Lastly, a piece of personal advice from someone who's had to hire and fire a lot of marketers over the years... Don't let your masters go to your head, real world experience really does mean a lot and I've seen a lot of younger candidates think they can "skip ahead" because they've got a masters degree, only to fall at the first "real-world" question because they answer in academic gibberish. Don't be afraid to be humble and to start out in a job that you might consider to be fairly "low-level", it's not beneath you, and if it gets you some points on your resume a year from now you'll be stepping up to bat at a higher paying and better job and you'll be armed with all the tools to get the job.
Enjoy this part of your career, it may not pay the big bucks, but you've got an entire universe of different roles to discover and the more of them you can sample the richer you'll be for it!
My area of expertise includes more than 20 years of combined experience in marketing communications, business education and business management. I have experience in 12 industries including entertainment, nonprofit, professional services, academia and STEAM. My customer base includes individuals and organizations in the U.S., the Caribbean, Africa and the U.K.
1. The business of marketing varies by industry, e.g., CPG marketing is completely different from entertainment or even nonprofit marketing. Therefore, select opportunities by industry.
2. Since you want to "climb the ladder of success," and you already have a master's degree in marketing, decide what company recruits for marketers with your expertise and education. Compare company job descriptions with your resume. If the two don't match, compensate with relevant or transferable experience via voluntarism or contract and part-time work.
3. There is marketing strategy and then there are marketing tactics and tools. These days, employers expect marketers (I include publicists, salespeople, creatives, communications pros and strategists) to be versed in marketing tactics as well as popular marketing tools. Top marketers know HubSpot or a similar CRM, HTML/basic website coding, the difference between UI/UX design, social media (all), Google analytics and even photo, video and print production. Decide which tech skills you'll add-on or strengthen then refer back to #2. Why? It's better to add-on the skills that you will enjoy learning/doing so that if a skill dictates assignment completion, which most marketing tech skills do, you'll still be able to excel in your position.
4. You mentioned wanting to succeed in the marketing field “as fast as possible.” Being a marketing consultant within a company like Deloitte, working for an agency or being an entrepreneur who creates/does something memorable (a viral ad/video; a sensational product, book/article, SaaS, etc.) will a. brand you AND b. put you on the hot list ASAP, everywhere!

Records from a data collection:
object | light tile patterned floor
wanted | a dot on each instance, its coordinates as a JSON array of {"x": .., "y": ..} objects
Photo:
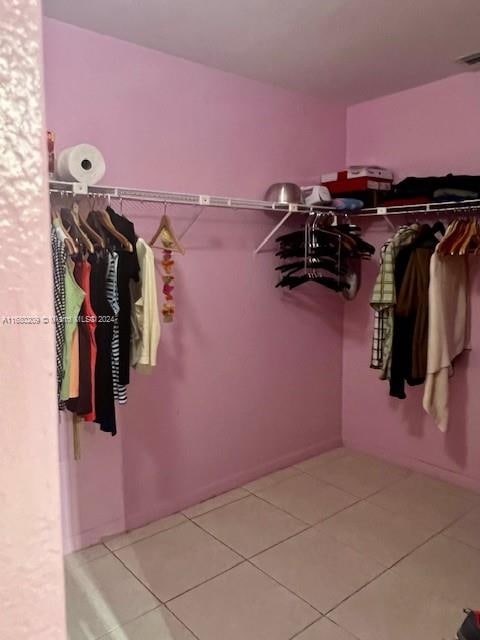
[{"x": 340, "y": 547}]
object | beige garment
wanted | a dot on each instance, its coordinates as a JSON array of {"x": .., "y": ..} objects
[
  {"x": 145, "y": 317},
  {"x": 74, "y": 387},
  {"x": 448, "y": 330}
]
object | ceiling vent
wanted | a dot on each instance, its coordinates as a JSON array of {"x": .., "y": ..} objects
[{"x": 471, "y": 60}]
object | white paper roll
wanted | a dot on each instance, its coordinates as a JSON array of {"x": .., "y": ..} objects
[{"x": 81, "y": 163}]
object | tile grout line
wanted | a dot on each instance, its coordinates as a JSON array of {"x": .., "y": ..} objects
[
  {"x": 150, "y": 535},
  {"x": 392, "y": 567},
  {"x": 322, "y": 617},
  {"x": 310, "y": 624},
  {"x": 215, "y": 508},
  {"x": 200, "y": 584},
  {"x": 286, "y": 588}
]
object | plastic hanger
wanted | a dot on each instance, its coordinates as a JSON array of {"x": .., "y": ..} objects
[
  {"x": 167, "y": 235},
  {"x": 72, "y": 227},
  {"x": 96, "y": 238},
  {"x": 105, "y": 221},
  {"x": 70, "y": 244}
]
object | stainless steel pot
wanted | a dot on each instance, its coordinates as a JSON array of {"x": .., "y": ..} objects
[{"x": 284, "y": 192}]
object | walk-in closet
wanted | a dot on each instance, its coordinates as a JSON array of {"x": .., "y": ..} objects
[{"x": 239, "y": 320}]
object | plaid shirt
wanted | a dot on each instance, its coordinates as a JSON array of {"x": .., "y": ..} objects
[{"x": 384, "y": 298}]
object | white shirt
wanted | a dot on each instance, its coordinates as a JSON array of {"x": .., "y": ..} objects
[{"x": 448, "y": 330}]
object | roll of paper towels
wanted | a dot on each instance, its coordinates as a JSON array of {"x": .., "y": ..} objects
[{"x": 81, "y": 163}]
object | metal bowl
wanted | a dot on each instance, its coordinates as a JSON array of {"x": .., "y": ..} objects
[{"x": 285, "y": 193}]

YOUR GOAL: Repeat the part of the marketing career advice that starts with "Lastly, a piece" and goes on through "get the job.", word for word.

RESPONSE TO THE TASK:
Lastly, a piece of personal advice from someone who's had to hire and fire a lot of marketers over the years... Don't let your masters go to your head, real world experience really does mean a lot and I've seen a lot of younger candidates think they can "skip ahead" because they've got a masters degree, only to fall at the first "real-world" question because they answer in academic gibberish. Don't be afraid to be humble and to start out in a job that you might consider to be fairly "low-level", it's not beneath you, and if it gets you some points on your resume a year from now you'll be stepping up to bat at a higher paying and better job and you'll be armed with all the tools to get the job.